DOCUMENT SECTION:
The Creo Model Tree: More Versatile Than You Ever Thought?

Written By: Dave Martin
  • 1/19/2022
  • Read Time : 3 min.
Stock image of a tree. It's a metaphor!

In Creo Parametric, the Model Tree is a utility that appears in a tab of the Navigator on the left side of the screen that lists the features in a part and the components in an assembly, in the order in which they are regenerated.

Since Creo is a feature-based parametric modeler, the Model Tree is a tool for understanding and manipulating the design intent of your parts and assemblies. Let’s take a look at how you can get the most out of this dynamic tool.

 

Model Tree Functionality

The Model Tree has many uses. These include:

  • Selection tool. It is often easier to pick features or components out of the Model Tree than the graphics area.
  • Performing actions. When you click on an object in the tree, a mini toolbar opens with commonly used commands like Hide, Suppress, Edit Definition, and Zoom To. Right clicking on an object opens even more commands like Delete, Replace, and Copy/Show Snapshot.
  • Knowledge tool. Since Creo models are history-based, the order of features in the Model Tree helps you understand design intent.
  • History tool. You can use drag and drop or Insert Mode to change the regeneration order of features in your Model Tree.

The Model Tree also contains a search bar to help you locate features and components in models with lots of objects. The search bar contains predefined searches to allow you to filter by criteria like object type, failed items, suppressed objects, and embedded components.

Secondary Model Trees

When performing various operations, you can have a secondary Model Tree . For example, you can display the Model Tree of the component being assembled below the Model Tree of the assembly itself to facilitate selecting placement references.

When merging or inheriting a part model into another part model, the source model’s tree appears below the target part’s tree.

Other modes have split supporting trees as well:

  • In Mechanism mode, you have a Mechanism Tree below the Model Tree.
  • When performing real-time simulation using Creo Simulation Live, the Simulation Tree contains entities like constraints, loads, and fluid domains.

STORED DATA:
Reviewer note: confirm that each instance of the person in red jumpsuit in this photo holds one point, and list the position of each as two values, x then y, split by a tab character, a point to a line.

INSTRUCTIONS FOR THE TASK: Continue the article on the Creo Model Tree, picking up after its final sentence.

EXERCISE ANSWER:
  • Generative Topology Optimization provides a Generative Tree above the Model Tree for your design spaces (starting, preserved, and excluded geometry), structural conditions, and design criteria.

You can also create new objects from these trees.

Customizing the Model Tree

 

You can control what’s displayed in the Model Tree by clicking the Model Tree Settings icon and then:

  • Tree Filters. You might want to turn off the display of datums or used sketches to reduce clutter. You can also turn on the display of additional information like materials and suppressed objects.
  • Tree Columns. In an assembly, you might want to add columns for a component’s description and mass. You can edit the values of parameters directly from the Model Tree as well.

The Model Tree can also be displayed in its own window or docked to different sides of the interface. Changes to the items or columns in the Model Tree are automatically saved and remembered for the next time you launch Creo.

Creo 8 Enhancements

A new Design Items folder was added to Creo 8. It contains the bodies, quilts, materials, and annotation elements from the model. This enhancement helps you visualize and work from a tree that’s not organized by regeneration order.

 
 
 

In addition, you can create your own Custom Groups in the Design Items Folder. These are folders that contain the design items organized by functional area for easier understanding and control of your model’s intent. You can add and remove objects from Custom Groups by dragging and dropping.

 
 
 

The Design Items folder can also be displayed as a separate Design Tree next to the Model Tree for improved access.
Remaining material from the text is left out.